UNITED STATES DISTRICT COURT WESTERN DISTRICT OF NEW YORK


July 6, 2010

SYNTHIA CHINA BLAST, 97-A-0308, PLAINTIFF,
v.
BRIAN FISCHER, COMMISSIONER, ET AL., DEFENDANT.

The opinion of the court was delivered by: H. Kenneth Schroeder, Jr. United States Magistrate Judge

DECISION AND ORDER

Pursuant to 28 U.S.C. § 636(c), the parties have consented to the assignment of this case to the undersigned to conduct all proceedings in this case, including the entry of final judgment. Dkt. #50.

Plaintiff filed motions for contempt of a settlement agreement (Dkt. #73 & Dkt. #83), but subsequently moved to withdraw those motions (Dkt. #83 & Dkt. #91). Plaintiff also moved for a preliminary injunction enjoining defendants from denying plaintiff certain items pertaining to the practice of Santeria (Dkt. #75), and subsequently moved to withdraw that motion. Dkt. #83 & Dkt. #91. Plaintiff moved to withdraw her consent to settlement and reopen the case (Dkt. #76), but subsequently moved to withdraw that motion as well. Dkt. #83. Plaintiff has not moved to withdraw a motion to appoint counsel (Dkt. #88); motion for discovery (Dkt. #89); and motion to schedule a telephone conference. Dkt. #90. For the following reasons, the motions are denied.

======

#### OBJECTIVES
[1] According to the decision and order, why does the magistrate judge conduct all proceedings in this case, including entering final judgment? Answer in one to three sentences.
[2] Repeat the part of the decision and order between "The opinion of" and "judgment. Dkt. #50.", inclusive.

[Pointing records]
======

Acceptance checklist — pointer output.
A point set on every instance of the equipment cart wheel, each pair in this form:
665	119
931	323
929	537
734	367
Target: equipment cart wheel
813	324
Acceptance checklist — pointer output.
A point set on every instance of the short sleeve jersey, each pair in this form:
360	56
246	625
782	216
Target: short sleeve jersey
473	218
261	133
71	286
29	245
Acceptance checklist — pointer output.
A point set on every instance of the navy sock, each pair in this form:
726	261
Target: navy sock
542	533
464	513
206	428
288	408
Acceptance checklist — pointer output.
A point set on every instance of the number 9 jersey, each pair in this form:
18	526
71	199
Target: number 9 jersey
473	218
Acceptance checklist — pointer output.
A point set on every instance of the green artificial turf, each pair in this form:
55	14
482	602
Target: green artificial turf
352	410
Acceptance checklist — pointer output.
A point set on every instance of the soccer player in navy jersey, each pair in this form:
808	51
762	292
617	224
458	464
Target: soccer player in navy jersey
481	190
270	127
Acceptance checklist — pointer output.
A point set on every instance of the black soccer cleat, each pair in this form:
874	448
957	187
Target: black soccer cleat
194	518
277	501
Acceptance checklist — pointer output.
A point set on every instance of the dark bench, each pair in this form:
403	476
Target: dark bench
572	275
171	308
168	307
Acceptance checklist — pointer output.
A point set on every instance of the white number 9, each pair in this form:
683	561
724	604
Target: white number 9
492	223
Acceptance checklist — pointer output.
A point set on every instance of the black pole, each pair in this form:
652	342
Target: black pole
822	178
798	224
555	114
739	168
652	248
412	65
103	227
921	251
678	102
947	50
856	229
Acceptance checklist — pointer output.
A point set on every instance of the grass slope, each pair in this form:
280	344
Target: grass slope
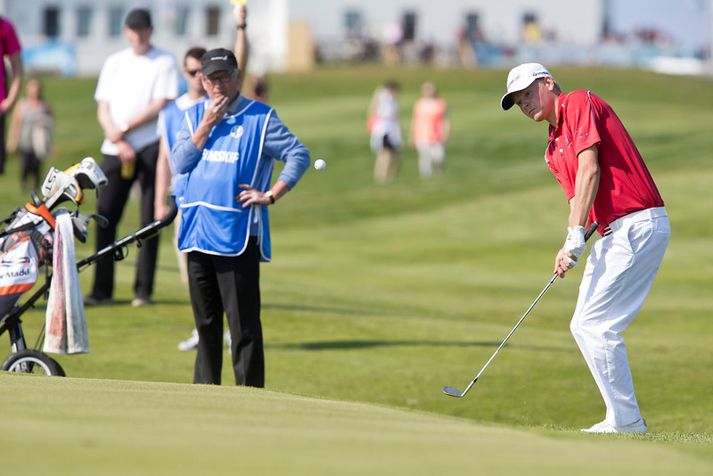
119	427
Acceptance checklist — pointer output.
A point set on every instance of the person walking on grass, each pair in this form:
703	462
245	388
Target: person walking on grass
31	133
134	85
605	179
429	131
385	132
227	146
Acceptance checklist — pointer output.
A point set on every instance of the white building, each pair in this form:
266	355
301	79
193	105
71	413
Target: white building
92	29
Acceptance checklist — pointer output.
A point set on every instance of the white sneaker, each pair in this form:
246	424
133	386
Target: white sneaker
189	344
639	426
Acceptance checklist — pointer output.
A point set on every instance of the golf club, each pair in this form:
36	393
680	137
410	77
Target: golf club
454	392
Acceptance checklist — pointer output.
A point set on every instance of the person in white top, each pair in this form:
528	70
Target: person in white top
134	85
385	129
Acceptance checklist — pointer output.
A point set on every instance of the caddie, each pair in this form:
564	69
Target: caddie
605	179
227	147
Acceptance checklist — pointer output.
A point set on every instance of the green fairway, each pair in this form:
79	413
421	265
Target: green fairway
383	295
89	427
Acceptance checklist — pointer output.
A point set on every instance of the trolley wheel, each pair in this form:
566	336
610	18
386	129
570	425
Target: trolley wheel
30	361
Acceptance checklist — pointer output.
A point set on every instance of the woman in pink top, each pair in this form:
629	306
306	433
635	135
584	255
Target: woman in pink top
429	131
10	49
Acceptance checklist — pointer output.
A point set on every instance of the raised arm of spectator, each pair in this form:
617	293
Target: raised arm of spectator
241	48
14	91
163	181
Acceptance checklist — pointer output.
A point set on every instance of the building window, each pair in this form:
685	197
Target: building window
212	21
116	21
84	21
408	25
472	27
50	23
180	25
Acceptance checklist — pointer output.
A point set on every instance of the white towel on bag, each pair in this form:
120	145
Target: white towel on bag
65	324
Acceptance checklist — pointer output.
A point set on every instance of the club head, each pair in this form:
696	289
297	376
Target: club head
452	392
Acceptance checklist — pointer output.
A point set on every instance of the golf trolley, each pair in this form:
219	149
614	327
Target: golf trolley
26	244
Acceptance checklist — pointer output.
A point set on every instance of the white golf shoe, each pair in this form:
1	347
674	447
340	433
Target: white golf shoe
639	426
192	342
189	344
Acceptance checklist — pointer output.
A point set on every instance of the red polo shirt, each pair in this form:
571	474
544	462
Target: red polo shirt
625	184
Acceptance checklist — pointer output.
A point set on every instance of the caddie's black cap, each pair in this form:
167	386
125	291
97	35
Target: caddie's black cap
218	59
138	19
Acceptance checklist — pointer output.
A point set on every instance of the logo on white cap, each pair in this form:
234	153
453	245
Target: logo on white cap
519	78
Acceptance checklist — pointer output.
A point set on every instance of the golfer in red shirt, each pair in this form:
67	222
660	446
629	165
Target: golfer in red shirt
605	179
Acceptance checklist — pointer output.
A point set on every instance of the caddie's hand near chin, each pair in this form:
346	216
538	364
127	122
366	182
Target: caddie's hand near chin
575	243
252	196
216	110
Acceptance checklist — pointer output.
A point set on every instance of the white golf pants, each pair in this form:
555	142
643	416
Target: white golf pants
618	276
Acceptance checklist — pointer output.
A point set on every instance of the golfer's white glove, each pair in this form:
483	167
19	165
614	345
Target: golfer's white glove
575	243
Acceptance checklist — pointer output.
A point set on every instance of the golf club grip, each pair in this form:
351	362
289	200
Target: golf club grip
592	228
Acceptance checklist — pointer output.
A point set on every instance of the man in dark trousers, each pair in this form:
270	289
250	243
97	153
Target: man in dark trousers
134	85
227	146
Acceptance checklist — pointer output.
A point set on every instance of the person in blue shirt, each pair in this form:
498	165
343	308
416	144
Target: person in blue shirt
170	120
227	147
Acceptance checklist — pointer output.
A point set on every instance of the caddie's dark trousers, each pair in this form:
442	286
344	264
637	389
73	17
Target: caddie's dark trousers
229	284
111	203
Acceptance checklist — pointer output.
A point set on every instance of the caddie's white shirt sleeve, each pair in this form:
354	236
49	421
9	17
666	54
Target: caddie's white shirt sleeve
105	85
166	86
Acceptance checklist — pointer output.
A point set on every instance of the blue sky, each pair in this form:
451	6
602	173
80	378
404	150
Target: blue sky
687	21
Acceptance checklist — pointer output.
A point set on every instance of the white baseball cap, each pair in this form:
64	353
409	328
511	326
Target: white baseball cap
519	78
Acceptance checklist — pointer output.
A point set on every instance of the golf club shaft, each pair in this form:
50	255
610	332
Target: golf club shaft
589	233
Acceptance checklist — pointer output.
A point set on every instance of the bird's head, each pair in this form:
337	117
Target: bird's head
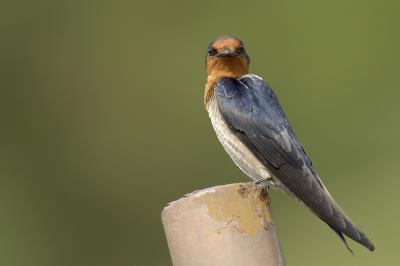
227	57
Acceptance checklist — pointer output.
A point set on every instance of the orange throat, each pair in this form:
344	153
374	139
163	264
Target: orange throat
218	68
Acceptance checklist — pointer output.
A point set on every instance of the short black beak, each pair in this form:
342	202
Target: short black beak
226	52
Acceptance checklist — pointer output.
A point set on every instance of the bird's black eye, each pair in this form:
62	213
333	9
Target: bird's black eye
211	51
240	50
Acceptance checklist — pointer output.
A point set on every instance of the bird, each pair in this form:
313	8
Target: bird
253	129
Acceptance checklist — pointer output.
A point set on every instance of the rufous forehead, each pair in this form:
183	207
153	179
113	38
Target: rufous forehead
230	43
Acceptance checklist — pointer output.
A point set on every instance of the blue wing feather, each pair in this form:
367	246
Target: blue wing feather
252	111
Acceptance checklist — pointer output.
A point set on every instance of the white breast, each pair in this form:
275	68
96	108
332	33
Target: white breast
239	153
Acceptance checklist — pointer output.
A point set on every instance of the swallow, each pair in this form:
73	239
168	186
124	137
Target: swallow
253	129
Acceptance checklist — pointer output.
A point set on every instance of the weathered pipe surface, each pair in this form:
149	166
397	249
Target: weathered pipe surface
221	226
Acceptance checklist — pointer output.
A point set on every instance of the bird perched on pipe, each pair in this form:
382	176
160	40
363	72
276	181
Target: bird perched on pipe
253	129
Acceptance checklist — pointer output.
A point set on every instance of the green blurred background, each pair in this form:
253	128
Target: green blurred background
102	122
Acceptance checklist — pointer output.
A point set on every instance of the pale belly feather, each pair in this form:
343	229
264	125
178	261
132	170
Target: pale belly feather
239	153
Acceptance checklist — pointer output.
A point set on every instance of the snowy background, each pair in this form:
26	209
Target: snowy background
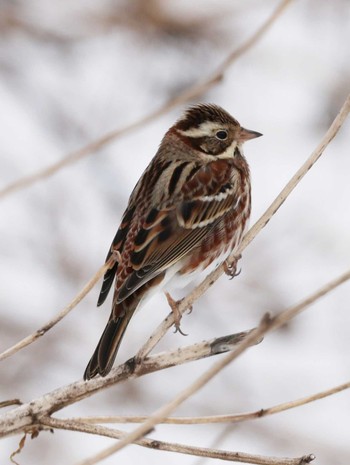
71	71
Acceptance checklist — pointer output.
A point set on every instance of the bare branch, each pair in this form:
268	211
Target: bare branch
188	301
29	414
267	324
150	443
210	419
59	316
194	91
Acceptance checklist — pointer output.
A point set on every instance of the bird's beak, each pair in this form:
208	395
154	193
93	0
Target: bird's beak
247	134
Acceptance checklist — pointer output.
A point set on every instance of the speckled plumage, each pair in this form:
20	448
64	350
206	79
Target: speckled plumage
186	214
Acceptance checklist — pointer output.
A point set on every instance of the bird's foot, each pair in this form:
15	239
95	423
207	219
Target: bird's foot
177	315
230	268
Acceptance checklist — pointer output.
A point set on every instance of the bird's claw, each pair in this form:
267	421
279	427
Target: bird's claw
177	315
231	268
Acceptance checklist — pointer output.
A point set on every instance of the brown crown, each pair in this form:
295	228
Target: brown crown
198	114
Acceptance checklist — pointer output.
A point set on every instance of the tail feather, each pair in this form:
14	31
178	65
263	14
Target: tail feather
103	358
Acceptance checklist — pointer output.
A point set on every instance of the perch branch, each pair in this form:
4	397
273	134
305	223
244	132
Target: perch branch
188	301
150	443
28	415
266	325
210	419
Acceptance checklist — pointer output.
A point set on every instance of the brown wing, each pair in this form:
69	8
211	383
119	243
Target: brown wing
169	233
117	244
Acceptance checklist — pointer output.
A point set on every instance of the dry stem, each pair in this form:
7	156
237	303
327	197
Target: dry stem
194	91
228	456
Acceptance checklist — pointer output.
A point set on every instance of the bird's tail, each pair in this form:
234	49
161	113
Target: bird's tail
103	358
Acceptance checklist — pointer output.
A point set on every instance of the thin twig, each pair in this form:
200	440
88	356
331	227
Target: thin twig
267	324
23	417
188	301
150	443
210	419
59	316
190	93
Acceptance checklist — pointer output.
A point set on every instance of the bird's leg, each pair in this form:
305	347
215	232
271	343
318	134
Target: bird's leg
230	267
177	315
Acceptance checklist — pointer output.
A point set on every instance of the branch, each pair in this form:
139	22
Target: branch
190	93
150	443
211	419
267	324
188	301
59	316
29	414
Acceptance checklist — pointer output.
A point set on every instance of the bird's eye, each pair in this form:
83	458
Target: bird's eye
222	135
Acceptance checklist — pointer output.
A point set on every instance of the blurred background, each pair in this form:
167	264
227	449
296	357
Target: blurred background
70	71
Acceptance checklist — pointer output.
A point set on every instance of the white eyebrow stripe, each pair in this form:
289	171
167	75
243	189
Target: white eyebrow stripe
229	152
204	129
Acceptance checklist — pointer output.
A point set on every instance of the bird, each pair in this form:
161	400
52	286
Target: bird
186	215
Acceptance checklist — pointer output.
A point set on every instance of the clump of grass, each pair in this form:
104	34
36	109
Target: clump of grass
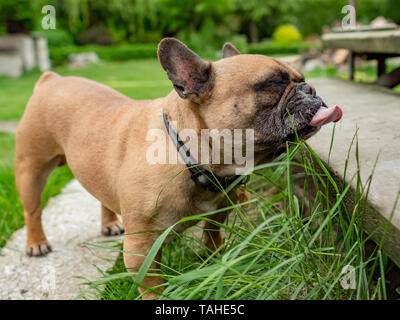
287	245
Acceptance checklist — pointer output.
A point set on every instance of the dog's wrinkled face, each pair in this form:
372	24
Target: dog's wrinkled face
246	91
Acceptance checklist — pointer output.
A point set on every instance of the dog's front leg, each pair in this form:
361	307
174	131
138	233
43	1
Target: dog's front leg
137	244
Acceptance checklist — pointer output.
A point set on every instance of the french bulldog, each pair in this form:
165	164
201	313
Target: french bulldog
102	135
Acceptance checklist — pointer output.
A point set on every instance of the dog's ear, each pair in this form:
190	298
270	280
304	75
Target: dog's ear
190	75
229	50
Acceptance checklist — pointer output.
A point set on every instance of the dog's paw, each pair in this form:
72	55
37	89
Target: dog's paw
38	249
113	228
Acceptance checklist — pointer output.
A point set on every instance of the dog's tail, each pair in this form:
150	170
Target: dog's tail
45	77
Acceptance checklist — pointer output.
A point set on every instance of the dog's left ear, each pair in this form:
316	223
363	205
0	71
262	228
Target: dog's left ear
190	75
229	50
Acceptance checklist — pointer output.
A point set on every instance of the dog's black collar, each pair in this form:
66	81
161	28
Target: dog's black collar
201	176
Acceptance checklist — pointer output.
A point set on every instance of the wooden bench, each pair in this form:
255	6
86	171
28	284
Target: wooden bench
378	45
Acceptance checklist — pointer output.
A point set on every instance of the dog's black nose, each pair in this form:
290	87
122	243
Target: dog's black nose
306	88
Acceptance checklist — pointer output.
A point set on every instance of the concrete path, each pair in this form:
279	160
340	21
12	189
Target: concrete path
376	112
70	220
8	126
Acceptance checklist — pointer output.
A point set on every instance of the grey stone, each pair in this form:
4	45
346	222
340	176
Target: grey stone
11	64
71	221
42	54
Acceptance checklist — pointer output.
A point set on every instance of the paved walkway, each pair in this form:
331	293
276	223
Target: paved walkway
70	220
376	112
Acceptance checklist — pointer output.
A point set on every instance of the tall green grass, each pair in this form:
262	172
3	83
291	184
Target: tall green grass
285	244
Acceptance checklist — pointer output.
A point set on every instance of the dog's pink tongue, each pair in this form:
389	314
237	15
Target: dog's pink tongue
326	115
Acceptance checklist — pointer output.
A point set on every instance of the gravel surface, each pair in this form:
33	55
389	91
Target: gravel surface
70	220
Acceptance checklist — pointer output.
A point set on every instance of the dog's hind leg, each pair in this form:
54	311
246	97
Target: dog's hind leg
110	224
30	177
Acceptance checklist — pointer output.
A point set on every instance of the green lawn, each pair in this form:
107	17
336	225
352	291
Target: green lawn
276	250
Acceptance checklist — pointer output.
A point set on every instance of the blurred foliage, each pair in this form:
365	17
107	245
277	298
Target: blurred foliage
202	24
286	34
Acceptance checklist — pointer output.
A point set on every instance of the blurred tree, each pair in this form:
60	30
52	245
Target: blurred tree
261	17
211	20
16	16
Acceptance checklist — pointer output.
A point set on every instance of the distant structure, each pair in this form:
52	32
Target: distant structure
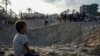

======

#### ANSWERS IN ORDER
[1] The magistrate judge handles all proceedings because the parties consented to assigning the case to the undersigned under 28 U.S.C. § 636(c). That consent is recorded at Dkt. #50.

[2]
The opinion of the court was delivered by: H. Kenneth Schroeder, Jr. United States Magistrate Judge

DECISION AND ORDER

Pursuant to 28 U.S.C. § 636(c), the parties have consented to the assignment of this case to the undersigned to conduct all proceedings in this case, including the entry of final judgment. Dkt. #50.